## TEXTO EXTRAÍDO
Tres áreas problemáticas de los sistemas educativos

Esas tensiones y desajustes se dejan sentir especialmente en algunos puntos clave de los sistemas educativos. Mientras que en determinadas zonas de ellos su efecto es lateral o de menor importancia, en otras tienen unas repercusiones importantes. El análisis de esas áreas problemáticas resulta fundamental para aliviar el malestar diagnosticado y para encarar el futuro, transformando dichas tensiones en agentes de cambio de la educación.

Para llevar a cabo este análisis he identificado tres áreas, en las que creo que se manifiestan más claramente los desafíos que deben afrontar nuestros sistemas educativos en los próximos años. Se trata de áreas que tienen un cierto nivel de generalidad, esto es, que no se limitan a problemas concretos o coyunturales; que afectan a la mayoría de los sistemas educativos y no sólo a algunos de ellos; que son percibidas como problemáticas por diversos agentes educativos; y que se refieren a aspectos sustantivos y no marginales de la actividad educativa. Además, cabe decir que no se trata de áreas completamente disjuntas, puesto que manifiestan ciertos solapamientos y, sobre todo, interacciones evidentes.

a) El carácter y los contenidos de la educación y la formación

La primera de estas tres áreas en cuyo análisis me voy a detener tiene que ver con el carácter y los contenidos de la educación y la formación. Tradicionalmente se ha considerado que los sistemas educativos debían cumplir tres objetivos fundamentales: transmitir una cultura y unos conocimientos a las nuevas generaciones, formar buenos ciudadanos y permitir la inserción laboral de los jóvenes. El logro de estos objetivos estaba ligado a la adquisición de ciertos conocimientos y al desarrollo de ciertas capacidades y actitudes, que servían de base al currículo escolar (o al menos eso se suponía).

## INFORMACIÓN PROPORCIONADA
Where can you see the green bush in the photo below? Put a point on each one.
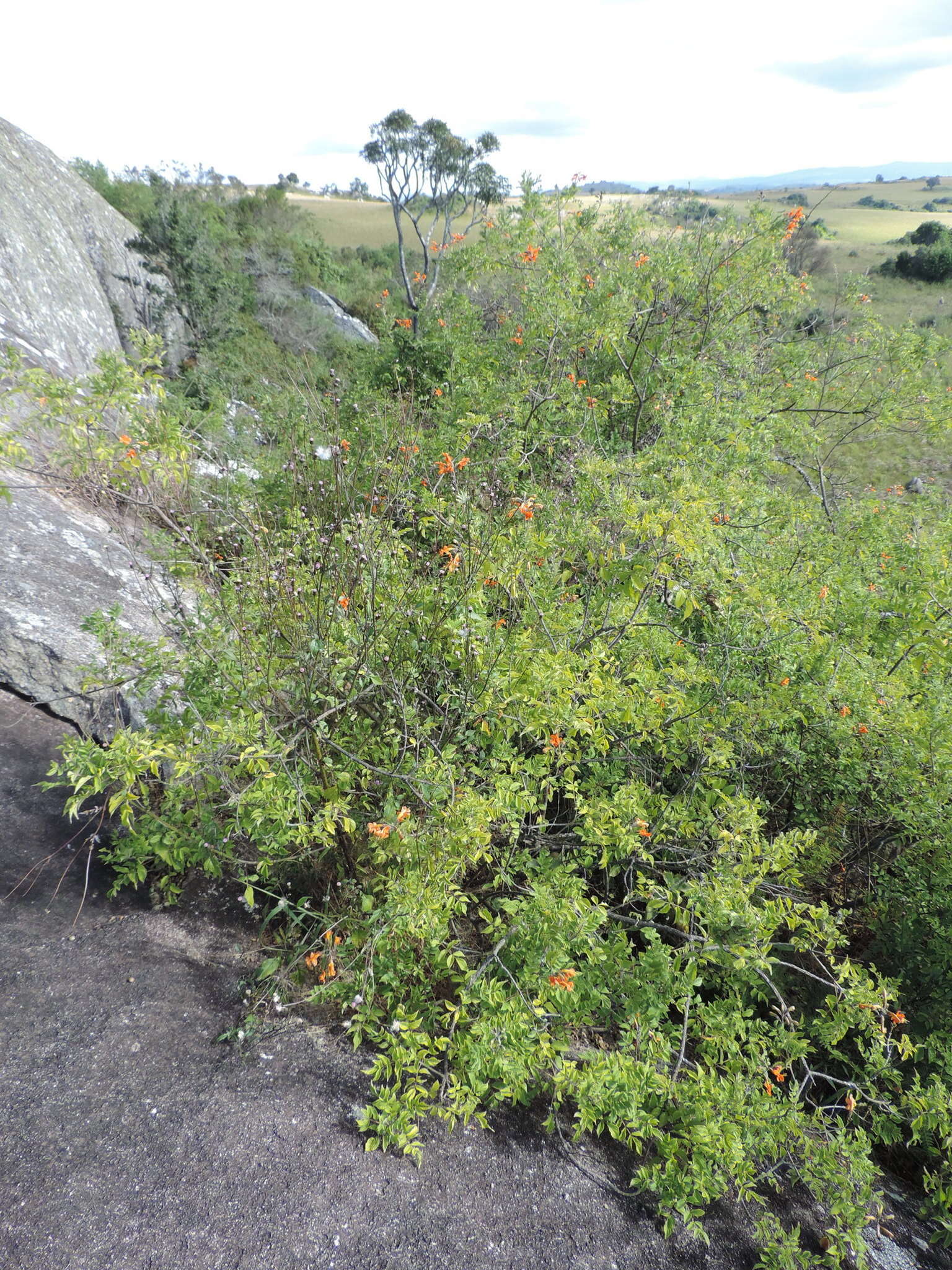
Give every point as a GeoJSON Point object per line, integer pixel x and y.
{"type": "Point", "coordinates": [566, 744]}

## QUÉ SE PIDE
Traduce al inglés la siguiente oración del texto sobre los sistemas educativos: «La primera de estas tres áreas en cuyo análisis me voy a detener tiene que ver con el carácter y los contenidos de la educación y la formación».

## SOLUCIÓN DEL PROBLEMA
The first of these three areas, whose analysis I am going to dwell on, has to do with the character and content of education and training.